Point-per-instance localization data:

———

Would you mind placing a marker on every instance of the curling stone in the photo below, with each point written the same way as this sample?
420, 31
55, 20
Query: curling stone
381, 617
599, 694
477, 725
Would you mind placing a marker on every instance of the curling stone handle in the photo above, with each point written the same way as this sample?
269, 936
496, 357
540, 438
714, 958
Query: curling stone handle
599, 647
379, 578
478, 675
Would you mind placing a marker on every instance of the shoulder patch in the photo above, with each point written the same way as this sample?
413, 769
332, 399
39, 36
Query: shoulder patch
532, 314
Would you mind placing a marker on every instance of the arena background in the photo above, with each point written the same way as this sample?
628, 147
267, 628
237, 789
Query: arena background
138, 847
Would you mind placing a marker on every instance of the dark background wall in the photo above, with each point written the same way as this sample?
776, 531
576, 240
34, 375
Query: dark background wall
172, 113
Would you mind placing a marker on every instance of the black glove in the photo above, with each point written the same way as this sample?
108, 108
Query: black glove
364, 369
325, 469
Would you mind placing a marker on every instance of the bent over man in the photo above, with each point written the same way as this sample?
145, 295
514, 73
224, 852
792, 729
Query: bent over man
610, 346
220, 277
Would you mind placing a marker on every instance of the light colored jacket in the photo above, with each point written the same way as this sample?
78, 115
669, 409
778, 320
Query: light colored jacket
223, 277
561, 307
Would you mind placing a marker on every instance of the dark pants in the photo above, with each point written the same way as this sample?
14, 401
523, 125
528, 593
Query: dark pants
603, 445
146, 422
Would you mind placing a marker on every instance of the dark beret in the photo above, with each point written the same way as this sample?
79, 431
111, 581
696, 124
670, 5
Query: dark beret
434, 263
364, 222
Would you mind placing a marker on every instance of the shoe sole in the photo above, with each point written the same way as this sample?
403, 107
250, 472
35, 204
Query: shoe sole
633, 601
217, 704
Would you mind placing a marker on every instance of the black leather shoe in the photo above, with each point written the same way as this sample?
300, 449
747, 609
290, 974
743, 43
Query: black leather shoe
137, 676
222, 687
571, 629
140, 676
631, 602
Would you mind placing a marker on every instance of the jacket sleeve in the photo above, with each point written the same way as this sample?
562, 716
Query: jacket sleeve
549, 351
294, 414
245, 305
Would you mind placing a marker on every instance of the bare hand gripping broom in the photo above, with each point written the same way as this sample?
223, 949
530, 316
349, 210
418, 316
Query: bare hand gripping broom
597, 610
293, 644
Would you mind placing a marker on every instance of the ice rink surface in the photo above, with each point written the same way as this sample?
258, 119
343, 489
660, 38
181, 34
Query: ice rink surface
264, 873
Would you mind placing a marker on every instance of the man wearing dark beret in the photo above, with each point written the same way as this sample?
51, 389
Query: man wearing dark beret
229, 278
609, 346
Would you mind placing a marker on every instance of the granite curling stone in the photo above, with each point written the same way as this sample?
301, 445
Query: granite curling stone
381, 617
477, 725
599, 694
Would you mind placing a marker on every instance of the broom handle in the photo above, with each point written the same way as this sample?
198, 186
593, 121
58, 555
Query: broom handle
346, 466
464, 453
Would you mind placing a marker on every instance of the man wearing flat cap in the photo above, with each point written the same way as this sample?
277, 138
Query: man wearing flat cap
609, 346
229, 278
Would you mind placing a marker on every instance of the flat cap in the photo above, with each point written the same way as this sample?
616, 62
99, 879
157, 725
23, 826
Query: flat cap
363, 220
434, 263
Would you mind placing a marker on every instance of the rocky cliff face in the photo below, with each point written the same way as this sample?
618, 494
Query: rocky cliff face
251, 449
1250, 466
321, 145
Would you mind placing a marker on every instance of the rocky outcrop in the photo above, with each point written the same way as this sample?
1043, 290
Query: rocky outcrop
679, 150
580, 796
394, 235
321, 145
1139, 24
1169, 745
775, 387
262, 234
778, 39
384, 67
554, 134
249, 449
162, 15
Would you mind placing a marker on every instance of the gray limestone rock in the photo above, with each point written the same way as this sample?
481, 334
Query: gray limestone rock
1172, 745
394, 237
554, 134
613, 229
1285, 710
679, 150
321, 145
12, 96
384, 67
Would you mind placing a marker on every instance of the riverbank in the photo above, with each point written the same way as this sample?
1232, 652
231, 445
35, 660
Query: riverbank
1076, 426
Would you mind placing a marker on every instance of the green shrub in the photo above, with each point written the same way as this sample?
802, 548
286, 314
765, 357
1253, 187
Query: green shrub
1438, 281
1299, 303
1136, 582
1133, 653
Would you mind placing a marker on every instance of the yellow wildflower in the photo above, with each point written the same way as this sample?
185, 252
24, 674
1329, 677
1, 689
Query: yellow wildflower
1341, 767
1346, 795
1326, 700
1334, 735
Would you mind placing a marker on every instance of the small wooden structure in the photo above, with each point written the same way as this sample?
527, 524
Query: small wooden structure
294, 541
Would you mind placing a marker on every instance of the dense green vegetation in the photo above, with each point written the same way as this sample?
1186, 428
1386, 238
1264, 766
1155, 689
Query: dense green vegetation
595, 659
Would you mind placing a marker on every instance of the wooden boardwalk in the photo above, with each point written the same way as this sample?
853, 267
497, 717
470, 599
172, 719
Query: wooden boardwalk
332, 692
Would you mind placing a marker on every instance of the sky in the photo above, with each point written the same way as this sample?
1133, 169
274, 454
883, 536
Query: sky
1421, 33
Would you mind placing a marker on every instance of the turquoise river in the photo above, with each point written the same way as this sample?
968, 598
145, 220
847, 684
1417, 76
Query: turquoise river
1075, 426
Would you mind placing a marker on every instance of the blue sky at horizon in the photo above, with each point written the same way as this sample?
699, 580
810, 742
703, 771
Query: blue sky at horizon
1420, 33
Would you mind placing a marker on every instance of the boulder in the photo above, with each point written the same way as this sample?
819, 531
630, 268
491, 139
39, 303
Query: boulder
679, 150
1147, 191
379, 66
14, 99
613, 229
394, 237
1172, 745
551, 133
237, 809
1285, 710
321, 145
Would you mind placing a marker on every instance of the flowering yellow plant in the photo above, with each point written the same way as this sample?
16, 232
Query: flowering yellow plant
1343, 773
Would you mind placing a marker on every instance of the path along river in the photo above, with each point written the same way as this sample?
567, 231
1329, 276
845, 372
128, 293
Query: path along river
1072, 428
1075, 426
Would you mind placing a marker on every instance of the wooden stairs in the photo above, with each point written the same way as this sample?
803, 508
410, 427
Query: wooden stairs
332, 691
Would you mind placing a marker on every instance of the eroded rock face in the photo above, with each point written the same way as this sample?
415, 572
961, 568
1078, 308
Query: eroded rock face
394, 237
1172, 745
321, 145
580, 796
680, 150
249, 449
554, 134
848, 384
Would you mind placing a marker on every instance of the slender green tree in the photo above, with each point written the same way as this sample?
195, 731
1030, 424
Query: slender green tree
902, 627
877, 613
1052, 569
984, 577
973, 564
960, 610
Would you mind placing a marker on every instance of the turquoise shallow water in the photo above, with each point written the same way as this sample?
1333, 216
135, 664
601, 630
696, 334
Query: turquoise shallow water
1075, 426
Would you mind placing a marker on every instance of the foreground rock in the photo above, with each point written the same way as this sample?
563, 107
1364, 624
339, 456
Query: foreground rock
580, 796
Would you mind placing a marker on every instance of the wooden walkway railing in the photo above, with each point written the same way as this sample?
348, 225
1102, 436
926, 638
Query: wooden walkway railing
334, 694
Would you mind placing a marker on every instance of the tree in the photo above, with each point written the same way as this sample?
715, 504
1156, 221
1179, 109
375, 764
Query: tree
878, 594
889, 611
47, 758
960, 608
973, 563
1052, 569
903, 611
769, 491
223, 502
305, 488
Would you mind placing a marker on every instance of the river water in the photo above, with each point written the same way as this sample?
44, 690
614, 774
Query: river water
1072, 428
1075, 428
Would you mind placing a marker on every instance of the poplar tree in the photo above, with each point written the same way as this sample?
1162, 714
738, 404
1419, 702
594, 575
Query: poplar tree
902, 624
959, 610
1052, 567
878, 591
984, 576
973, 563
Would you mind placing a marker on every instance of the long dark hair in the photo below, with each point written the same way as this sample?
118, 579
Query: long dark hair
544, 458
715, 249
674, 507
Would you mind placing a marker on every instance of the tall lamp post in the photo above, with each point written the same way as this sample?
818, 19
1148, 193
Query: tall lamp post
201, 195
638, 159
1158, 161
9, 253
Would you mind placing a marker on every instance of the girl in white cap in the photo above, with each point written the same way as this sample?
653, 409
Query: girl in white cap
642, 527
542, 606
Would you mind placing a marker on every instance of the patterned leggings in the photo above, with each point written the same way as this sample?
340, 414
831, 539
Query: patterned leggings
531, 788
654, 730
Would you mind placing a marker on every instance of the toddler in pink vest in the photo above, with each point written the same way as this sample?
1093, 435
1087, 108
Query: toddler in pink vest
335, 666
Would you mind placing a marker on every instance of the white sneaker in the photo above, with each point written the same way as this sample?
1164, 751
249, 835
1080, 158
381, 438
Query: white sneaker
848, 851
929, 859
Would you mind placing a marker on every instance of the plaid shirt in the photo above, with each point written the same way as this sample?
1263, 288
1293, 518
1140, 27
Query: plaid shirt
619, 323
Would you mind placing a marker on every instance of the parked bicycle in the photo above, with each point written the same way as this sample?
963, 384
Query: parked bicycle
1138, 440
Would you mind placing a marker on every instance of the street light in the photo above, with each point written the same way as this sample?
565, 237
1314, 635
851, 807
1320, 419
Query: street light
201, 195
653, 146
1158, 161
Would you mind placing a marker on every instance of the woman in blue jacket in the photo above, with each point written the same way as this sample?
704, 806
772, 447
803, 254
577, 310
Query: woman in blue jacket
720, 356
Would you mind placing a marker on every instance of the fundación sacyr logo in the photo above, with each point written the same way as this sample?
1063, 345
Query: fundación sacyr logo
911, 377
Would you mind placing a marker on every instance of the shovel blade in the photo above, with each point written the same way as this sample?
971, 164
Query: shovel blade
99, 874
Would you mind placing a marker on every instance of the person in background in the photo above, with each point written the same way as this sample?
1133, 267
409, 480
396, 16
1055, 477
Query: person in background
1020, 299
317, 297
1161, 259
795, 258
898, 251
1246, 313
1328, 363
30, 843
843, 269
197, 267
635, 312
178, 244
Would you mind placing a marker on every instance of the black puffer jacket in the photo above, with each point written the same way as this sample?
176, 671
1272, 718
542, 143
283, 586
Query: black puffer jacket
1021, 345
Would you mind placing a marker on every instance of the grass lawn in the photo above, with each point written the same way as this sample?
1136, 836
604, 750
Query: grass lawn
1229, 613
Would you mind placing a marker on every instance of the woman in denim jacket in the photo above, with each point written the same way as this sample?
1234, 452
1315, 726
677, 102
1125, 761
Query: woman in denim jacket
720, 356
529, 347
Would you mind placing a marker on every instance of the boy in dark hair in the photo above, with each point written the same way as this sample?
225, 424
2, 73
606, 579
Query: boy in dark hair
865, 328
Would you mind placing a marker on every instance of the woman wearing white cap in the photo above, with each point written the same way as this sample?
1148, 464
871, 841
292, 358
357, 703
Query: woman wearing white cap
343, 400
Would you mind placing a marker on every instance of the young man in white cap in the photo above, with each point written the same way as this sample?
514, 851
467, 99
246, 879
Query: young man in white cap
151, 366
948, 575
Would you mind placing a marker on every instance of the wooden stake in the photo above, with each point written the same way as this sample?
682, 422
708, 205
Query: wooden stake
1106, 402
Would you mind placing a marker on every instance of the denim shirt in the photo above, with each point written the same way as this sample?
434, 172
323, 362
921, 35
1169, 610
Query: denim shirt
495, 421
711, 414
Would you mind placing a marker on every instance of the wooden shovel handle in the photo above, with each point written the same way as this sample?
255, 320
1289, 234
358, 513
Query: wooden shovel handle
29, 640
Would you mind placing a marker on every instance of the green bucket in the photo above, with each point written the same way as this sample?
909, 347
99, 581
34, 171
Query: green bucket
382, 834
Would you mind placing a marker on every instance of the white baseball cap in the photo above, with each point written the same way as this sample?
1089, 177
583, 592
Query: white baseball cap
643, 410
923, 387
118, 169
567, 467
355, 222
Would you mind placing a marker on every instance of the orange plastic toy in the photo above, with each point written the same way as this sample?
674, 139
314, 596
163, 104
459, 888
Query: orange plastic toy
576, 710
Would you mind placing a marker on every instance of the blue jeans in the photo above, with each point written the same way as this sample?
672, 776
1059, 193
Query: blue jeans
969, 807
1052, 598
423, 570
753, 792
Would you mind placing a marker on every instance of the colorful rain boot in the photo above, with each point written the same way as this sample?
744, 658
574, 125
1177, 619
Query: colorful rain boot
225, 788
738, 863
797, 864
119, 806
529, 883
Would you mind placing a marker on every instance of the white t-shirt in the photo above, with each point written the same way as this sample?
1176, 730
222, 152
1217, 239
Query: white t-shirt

———

DIRECTIONS FOR THIS TASK: Lines holding the string "below" must be copied out of the entries above.

TASK RESPONSE:
Would you mind placing a marker on every instance of the curling stone in the photo below, with each point written the same way as this sample?
Would you mind placing a marker on every instance of the rocky cliff face in the photo below, with each point written the same way as this sample?
Would you mind placing a marker on every instance of the long dark hair in the photo below, with each point written the same way as this sample?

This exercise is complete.